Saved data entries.
____

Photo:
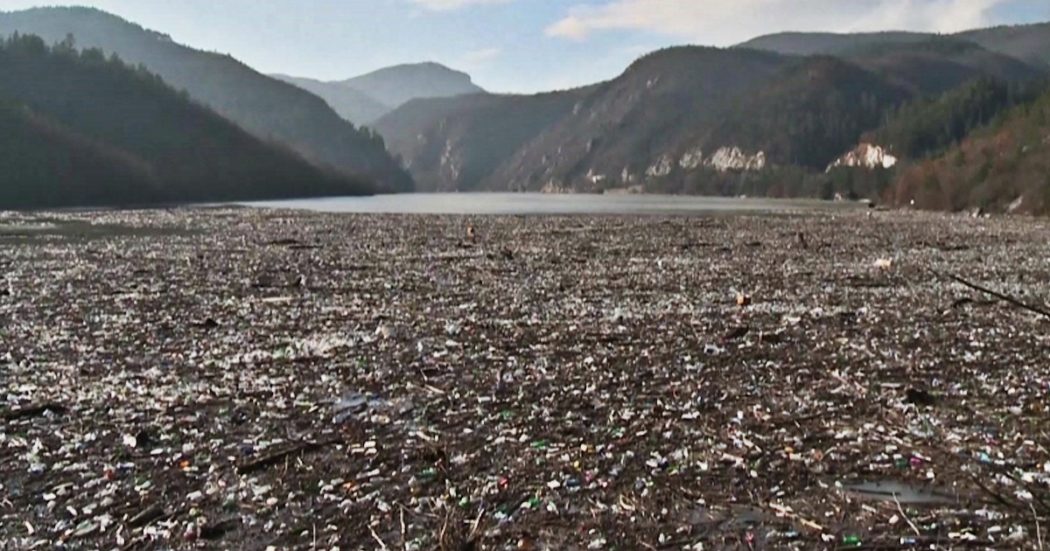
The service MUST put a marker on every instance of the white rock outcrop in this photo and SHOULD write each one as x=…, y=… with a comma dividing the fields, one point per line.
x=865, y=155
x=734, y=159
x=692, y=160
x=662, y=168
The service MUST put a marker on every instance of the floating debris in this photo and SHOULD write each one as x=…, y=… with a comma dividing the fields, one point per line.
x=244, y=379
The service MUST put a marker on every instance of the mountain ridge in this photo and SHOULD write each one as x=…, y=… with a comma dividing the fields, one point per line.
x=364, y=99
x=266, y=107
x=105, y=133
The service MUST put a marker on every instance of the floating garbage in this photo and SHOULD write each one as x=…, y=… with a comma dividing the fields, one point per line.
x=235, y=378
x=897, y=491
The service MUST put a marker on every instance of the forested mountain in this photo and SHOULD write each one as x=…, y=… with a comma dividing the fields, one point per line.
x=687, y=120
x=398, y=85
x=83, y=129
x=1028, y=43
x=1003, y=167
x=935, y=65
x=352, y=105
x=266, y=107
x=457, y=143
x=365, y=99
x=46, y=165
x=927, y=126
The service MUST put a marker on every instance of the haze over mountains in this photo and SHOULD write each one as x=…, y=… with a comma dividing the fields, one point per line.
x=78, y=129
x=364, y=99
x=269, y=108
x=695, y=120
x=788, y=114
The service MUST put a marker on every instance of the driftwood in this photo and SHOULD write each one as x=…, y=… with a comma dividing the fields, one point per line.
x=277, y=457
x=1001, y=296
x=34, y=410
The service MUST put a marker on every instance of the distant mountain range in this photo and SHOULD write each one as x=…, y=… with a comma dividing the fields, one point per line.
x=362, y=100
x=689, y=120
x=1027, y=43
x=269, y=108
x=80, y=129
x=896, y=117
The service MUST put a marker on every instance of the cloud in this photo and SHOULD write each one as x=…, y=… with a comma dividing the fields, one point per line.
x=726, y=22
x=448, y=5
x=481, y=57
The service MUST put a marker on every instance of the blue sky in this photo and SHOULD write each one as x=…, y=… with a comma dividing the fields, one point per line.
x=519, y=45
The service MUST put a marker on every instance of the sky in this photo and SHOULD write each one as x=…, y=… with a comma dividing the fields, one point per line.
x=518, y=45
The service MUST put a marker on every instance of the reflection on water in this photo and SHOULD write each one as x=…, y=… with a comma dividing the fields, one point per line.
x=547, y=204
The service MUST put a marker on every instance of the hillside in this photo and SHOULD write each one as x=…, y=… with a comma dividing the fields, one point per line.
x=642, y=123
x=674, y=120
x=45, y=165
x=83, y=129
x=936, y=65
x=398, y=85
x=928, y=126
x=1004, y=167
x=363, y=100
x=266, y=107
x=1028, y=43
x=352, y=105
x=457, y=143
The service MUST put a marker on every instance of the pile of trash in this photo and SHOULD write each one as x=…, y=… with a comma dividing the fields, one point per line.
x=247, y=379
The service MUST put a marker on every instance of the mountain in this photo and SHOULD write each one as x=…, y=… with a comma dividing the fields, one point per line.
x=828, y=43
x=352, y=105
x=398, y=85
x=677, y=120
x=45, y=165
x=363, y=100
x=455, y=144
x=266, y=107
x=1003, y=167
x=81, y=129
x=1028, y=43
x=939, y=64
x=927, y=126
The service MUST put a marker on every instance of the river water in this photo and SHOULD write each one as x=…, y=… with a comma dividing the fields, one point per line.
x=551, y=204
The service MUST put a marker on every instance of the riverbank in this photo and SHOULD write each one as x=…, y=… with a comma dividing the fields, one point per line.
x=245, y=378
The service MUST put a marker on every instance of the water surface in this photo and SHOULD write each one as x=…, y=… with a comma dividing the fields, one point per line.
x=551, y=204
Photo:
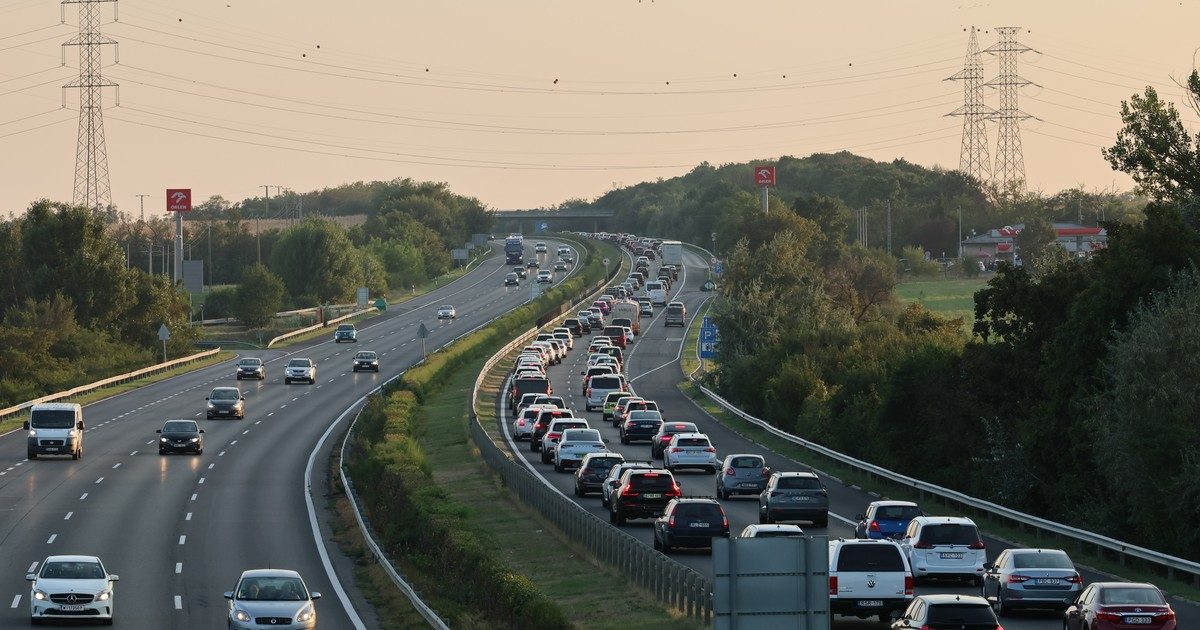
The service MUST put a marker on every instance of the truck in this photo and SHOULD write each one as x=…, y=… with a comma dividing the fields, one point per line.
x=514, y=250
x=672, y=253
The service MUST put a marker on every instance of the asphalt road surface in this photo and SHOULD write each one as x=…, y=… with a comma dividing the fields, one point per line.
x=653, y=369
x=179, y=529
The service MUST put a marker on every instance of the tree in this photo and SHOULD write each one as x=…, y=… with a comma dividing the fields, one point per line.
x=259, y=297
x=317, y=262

____

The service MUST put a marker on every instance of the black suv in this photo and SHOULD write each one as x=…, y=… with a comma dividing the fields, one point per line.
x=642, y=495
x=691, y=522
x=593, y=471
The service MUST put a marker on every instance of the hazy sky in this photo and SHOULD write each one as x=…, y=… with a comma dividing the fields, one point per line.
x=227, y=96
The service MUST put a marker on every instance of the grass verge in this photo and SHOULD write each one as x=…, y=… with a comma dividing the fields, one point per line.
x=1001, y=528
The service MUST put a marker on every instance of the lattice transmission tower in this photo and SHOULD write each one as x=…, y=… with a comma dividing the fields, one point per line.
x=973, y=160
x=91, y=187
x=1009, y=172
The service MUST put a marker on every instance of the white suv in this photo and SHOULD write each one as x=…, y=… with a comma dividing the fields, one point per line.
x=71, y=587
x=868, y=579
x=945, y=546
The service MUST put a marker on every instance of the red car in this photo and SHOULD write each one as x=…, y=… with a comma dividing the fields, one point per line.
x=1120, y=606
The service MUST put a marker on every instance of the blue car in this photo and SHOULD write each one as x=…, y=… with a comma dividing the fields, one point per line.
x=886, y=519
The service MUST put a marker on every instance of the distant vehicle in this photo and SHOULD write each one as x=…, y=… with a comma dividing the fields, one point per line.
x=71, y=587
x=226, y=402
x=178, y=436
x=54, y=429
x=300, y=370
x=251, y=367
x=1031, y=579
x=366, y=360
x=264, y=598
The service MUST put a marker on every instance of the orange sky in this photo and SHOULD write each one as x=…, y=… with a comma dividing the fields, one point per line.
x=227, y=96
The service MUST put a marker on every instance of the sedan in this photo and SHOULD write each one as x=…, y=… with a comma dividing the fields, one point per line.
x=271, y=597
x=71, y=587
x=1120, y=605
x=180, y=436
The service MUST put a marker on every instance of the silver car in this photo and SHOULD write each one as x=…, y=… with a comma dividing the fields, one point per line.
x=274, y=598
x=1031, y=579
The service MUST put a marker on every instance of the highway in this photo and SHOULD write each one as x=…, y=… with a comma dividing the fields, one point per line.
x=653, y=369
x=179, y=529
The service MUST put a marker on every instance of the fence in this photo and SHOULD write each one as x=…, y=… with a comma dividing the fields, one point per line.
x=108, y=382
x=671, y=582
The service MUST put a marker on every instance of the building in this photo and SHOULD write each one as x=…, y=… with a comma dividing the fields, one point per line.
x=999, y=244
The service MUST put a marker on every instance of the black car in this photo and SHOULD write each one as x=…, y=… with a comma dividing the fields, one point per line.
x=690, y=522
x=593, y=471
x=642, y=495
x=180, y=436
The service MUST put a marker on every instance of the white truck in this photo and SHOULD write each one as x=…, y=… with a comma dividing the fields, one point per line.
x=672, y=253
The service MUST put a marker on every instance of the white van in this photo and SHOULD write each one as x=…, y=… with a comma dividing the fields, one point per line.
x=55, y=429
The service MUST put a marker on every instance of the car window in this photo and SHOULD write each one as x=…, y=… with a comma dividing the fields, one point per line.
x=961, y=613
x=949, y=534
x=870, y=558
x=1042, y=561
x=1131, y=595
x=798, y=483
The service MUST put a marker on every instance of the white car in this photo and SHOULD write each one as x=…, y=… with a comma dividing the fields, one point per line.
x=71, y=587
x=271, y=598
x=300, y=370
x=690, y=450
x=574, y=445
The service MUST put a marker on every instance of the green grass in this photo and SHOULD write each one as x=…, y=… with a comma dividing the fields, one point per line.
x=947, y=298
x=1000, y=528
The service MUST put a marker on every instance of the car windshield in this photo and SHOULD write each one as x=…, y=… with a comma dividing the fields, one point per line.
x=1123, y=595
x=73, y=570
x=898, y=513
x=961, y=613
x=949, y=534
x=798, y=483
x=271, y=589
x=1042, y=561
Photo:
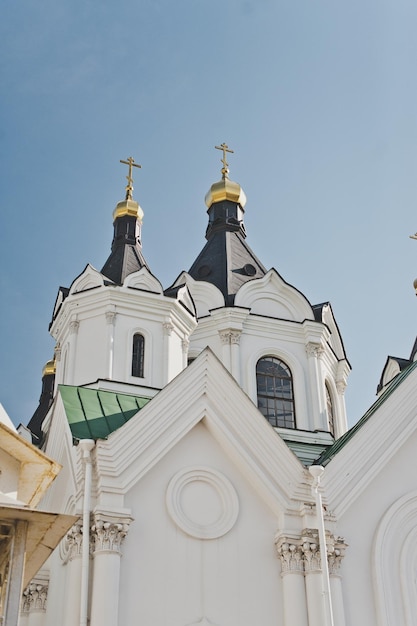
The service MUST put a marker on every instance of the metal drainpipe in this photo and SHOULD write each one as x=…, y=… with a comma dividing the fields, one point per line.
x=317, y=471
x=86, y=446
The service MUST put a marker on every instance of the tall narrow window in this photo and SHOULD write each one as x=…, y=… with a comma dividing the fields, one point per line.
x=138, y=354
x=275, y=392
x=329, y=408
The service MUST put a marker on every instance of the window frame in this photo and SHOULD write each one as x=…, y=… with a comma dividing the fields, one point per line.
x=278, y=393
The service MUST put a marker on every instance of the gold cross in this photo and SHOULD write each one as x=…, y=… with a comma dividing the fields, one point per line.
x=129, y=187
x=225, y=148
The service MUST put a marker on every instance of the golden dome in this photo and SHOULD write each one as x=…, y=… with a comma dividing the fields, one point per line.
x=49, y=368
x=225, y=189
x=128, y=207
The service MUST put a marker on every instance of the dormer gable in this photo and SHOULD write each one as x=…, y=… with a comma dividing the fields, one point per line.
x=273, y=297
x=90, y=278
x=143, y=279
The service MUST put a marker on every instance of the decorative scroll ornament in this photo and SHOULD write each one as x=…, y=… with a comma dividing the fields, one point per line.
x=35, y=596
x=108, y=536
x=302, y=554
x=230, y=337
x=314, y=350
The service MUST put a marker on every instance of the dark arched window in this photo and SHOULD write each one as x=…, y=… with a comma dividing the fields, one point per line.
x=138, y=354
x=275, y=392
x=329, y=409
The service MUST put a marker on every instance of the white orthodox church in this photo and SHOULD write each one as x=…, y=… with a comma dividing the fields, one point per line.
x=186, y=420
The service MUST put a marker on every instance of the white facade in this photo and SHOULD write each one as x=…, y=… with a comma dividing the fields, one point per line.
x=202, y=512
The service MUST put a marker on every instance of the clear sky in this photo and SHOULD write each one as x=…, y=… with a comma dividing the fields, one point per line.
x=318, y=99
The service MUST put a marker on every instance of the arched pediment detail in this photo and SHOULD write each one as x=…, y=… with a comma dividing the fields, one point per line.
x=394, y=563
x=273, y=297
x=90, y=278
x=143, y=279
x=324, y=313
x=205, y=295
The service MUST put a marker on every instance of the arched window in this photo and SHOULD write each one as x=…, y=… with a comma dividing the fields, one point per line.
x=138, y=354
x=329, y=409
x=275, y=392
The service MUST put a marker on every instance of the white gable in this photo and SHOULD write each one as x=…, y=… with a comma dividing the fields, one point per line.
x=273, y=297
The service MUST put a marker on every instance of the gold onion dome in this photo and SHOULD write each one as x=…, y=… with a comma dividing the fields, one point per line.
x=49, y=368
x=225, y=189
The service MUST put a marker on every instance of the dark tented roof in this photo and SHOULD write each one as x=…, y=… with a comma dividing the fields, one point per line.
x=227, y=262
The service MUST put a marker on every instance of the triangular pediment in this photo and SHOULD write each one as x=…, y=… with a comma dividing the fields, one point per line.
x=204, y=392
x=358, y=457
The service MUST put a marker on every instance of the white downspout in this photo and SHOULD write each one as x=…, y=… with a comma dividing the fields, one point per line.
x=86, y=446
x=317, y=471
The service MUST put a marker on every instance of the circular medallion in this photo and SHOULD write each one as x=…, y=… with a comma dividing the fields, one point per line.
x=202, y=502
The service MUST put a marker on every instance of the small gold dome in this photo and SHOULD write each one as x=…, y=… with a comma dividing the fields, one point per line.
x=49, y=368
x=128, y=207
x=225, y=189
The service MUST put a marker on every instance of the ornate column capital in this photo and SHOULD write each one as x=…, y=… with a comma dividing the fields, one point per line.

____

Print again the lines of the entries above that fall between the line holding "the dark tented" and the line holding "of the ornate", inclusive, exactly as they stand.

RESULT.
The service MUST put a marker on every instance of the dark tented roof in this photo and SHOULD write each one as x=…, y=… with a comma dividing the fields, one point per line.
x=227, y=262
The service MUST put a marker on every instance of the triangular pediment in this photo and SHOULD write each one as x=…, y=… with a comma dividing the fields, one point per line.
x=204, y=392
x=358, y=457
The service MUST put a marker on every instance of the white downspout in this photo and SHOULD write each one as x=…, y=… with a comma dividing the fields, one point per line.
x=86, y=446
x=317, y=471
The service MUST put a marker on every instance of the circular medallion in this photo and SHOULD write each one as x=…, y=… with a comma dividing the fields, one point per line.
x=202, y=502
The service MUST put a marker on every instance of the small gold dome in this photo and SHOULD write each one as x=…, y=… with a comma dividing the fields, one point per line.
x=49, y=368
x=128, y=207
x=225, y=189
The service MUST put a marker on every instance of the ornate column capital in this photo and SHOULD write each one as x=…, y=… with a comma dividing the fields, one point per line.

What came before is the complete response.